• _EXTRAIT_:

N.M : « Notre plus grand motif de satisfaction est de constater le retour de la population vers les marchés, notamment depuis le mouvement du LKP, son engouement pour les produits locaux et surtout la mise en lumière de questions relatives à la bonne alimentation.
Au niveau des décideurs, on peut citer des projets type « LizinSantral » porté par la communauté d’agglomération du Nord Grande Terre, qui vont dans le bon sens pour la création de débouchés pérennes pour les agriculteurs et l’amélioration des qualités nutritives des aliments servis dans les restaurants scolaires.
De même, le mouvement LKP auquel a participé Kap Gwadloup a permis une mise en relation rapide de nombreux acteurs qui ont continué à travailler ensemble et à se coordonner sur des projets communs.
On peut citer le groupe de réflexion autour de la protection de la biodiversité, qui a fait des propositions lors de l’élaboration de la loi cadre Biodiversité. Ce groupe réunissait des associations, des producteurs agricoles, des chercheurs en sciences économiques, sociales et politiques et des assistants parlementaires.

• _CONSIGNE_:
Répondez, s'il vous plaît, à ces questions d'après l'extrait ci-dessus :
(a) Quel projet porté par la communauté d'agglomération du Nord Grande Terre est cité ?
(b) Lors de l'élaboration de quelle loi le groupe de réflexion sur la biodiversité a-t-il fait des propositions ?
(c) Qui ce groupe réunissait-il ?

• _DONNÉES FOURNIES_:

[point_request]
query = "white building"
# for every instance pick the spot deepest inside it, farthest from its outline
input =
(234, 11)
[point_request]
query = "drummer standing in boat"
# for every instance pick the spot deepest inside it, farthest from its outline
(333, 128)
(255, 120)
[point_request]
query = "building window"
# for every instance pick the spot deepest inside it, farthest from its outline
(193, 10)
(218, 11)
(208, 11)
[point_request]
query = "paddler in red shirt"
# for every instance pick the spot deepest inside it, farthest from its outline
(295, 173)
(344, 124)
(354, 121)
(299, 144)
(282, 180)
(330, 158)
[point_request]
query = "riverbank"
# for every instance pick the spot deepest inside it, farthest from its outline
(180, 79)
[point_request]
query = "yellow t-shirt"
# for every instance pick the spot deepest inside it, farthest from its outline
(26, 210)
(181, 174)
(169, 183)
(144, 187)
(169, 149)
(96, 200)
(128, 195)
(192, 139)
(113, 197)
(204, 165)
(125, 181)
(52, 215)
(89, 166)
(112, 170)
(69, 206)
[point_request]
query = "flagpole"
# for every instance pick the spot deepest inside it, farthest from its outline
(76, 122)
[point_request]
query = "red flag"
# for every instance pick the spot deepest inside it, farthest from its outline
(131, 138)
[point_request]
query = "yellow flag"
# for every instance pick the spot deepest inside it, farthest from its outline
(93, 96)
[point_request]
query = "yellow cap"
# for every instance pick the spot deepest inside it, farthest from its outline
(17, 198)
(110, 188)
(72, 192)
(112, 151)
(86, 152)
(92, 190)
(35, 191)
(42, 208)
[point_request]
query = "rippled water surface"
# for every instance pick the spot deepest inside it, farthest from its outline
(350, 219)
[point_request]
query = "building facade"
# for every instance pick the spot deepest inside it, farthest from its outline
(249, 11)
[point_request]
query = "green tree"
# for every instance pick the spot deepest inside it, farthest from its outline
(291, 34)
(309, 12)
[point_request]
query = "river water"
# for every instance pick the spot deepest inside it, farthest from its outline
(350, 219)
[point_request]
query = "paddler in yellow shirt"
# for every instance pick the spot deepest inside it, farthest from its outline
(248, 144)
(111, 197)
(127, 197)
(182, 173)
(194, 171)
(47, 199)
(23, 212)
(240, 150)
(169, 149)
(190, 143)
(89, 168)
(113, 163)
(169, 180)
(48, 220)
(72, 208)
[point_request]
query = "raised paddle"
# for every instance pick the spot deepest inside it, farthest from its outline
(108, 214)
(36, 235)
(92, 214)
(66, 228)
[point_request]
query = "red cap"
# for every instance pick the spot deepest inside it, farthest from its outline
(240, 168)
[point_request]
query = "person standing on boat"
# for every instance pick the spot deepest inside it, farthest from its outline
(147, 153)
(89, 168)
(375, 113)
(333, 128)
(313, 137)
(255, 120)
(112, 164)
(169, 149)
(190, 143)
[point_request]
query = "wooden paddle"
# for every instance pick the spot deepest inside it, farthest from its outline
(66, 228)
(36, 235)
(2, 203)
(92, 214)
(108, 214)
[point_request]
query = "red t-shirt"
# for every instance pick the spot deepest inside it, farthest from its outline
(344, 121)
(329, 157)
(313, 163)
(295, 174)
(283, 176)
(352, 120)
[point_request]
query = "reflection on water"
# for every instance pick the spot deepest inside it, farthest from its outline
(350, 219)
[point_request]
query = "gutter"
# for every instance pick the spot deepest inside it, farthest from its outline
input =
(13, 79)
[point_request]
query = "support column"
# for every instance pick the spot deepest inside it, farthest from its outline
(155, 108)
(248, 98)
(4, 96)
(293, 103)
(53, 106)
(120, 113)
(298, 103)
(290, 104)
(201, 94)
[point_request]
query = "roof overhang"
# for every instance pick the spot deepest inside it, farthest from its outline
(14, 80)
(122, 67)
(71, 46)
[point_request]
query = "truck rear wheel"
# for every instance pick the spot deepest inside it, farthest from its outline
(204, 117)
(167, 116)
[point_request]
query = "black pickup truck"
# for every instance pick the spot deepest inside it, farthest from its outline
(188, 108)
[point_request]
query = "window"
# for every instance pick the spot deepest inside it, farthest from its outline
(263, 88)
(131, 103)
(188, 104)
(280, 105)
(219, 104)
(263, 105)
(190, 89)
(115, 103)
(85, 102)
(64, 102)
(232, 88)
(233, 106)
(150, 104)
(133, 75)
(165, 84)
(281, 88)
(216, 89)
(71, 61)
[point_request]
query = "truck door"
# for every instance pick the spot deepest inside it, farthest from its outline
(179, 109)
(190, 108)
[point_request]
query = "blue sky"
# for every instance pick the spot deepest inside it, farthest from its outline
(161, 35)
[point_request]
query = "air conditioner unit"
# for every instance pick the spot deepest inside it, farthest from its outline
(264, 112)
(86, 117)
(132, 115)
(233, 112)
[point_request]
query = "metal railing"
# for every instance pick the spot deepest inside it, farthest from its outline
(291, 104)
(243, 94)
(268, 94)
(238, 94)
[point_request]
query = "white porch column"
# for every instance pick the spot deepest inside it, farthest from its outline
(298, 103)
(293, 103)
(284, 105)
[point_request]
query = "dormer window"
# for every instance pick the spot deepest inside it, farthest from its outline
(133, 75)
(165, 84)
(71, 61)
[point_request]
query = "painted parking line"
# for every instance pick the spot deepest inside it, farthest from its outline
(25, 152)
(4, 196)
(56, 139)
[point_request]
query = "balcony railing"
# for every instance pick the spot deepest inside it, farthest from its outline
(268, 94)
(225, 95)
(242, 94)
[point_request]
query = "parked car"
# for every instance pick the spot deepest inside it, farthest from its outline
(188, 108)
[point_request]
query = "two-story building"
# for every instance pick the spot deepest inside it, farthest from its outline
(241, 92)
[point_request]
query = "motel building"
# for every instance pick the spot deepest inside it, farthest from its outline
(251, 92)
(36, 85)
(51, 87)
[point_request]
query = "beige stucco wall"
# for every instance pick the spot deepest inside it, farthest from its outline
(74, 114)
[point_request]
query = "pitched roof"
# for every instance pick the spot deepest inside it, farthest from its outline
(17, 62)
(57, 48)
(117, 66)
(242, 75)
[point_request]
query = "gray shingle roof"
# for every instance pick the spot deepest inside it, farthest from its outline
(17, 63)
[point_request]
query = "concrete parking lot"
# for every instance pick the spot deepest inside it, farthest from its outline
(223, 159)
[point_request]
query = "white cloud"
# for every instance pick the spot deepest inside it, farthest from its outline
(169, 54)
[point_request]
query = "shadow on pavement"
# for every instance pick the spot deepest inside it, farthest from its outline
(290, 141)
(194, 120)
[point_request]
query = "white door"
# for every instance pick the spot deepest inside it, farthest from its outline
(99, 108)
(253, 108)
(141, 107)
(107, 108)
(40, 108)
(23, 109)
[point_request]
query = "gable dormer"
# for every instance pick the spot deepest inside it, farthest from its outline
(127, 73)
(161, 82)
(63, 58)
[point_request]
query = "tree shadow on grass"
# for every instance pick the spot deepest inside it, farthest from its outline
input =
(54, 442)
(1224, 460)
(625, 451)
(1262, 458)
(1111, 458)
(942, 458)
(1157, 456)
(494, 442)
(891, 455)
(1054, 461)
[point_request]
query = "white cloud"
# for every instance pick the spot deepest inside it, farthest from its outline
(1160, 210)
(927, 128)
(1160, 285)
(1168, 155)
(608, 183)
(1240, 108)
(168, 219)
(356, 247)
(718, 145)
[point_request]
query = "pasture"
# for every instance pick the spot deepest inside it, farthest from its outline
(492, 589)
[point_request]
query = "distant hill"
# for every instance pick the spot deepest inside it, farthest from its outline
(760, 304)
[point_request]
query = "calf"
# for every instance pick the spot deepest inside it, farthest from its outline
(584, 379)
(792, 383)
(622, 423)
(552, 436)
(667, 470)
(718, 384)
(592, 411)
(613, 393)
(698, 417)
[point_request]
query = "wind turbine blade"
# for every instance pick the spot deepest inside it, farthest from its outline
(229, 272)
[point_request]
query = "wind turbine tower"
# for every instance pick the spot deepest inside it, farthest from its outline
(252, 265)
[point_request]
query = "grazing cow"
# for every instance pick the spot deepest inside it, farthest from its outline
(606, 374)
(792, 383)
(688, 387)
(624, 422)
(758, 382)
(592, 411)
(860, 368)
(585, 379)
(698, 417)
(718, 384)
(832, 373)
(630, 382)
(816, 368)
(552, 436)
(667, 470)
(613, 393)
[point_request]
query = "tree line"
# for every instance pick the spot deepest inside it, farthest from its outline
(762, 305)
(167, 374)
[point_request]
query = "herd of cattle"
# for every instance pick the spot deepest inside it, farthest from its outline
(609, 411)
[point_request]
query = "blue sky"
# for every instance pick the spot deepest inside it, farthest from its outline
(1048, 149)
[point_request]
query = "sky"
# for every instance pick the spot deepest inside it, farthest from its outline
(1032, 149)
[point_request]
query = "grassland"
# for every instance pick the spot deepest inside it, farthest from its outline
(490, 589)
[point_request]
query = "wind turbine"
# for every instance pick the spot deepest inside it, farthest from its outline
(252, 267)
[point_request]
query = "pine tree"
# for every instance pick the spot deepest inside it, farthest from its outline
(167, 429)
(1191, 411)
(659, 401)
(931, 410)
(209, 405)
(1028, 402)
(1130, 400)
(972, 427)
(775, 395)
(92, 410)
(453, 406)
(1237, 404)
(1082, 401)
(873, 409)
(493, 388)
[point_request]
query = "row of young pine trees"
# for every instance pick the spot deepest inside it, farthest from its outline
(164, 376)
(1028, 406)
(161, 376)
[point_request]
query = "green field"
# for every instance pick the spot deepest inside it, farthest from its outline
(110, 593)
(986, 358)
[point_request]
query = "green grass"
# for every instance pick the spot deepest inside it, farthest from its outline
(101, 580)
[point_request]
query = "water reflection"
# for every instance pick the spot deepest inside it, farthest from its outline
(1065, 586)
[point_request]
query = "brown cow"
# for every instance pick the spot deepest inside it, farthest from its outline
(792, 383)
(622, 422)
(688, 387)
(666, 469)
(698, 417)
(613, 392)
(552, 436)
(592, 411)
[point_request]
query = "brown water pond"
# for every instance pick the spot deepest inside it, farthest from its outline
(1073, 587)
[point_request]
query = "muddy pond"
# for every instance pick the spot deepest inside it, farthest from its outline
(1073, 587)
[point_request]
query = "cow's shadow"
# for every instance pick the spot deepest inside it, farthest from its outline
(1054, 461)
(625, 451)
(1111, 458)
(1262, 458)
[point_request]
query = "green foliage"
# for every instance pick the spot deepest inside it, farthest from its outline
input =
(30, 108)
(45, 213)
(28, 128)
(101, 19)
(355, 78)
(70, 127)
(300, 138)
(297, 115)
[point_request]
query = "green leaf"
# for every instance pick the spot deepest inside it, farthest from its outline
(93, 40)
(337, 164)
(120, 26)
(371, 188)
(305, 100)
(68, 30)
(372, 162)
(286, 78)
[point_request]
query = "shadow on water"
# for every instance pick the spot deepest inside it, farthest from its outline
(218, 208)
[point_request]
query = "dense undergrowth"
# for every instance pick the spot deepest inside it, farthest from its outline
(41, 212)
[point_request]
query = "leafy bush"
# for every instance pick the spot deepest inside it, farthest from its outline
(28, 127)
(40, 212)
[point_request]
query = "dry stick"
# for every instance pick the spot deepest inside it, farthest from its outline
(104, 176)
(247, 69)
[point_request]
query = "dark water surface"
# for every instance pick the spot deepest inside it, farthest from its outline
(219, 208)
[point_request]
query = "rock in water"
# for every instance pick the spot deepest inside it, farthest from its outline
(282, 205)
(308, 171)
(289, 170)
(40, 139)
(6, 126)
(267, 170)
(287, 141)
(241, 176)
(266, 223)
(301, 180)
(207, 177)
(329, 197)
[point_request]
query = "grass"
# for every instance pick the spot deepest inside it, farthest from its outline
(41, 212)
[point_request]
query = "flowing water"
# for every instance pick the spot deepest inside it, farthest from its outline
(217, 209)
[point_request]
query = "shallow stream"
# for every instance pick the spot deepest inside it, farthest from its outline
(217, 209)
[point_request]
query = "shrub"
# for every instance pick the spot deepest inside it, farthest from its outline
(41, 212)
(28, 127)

• _RÉPONSE_:
(a) Le projet « LizinSantral ».
(b) La loi cadre Biodiversité.
(c) Des associations, des producteurs agricoles, des chercheurs en sciences économiques, sociales et politiques et des assistants parlementaires.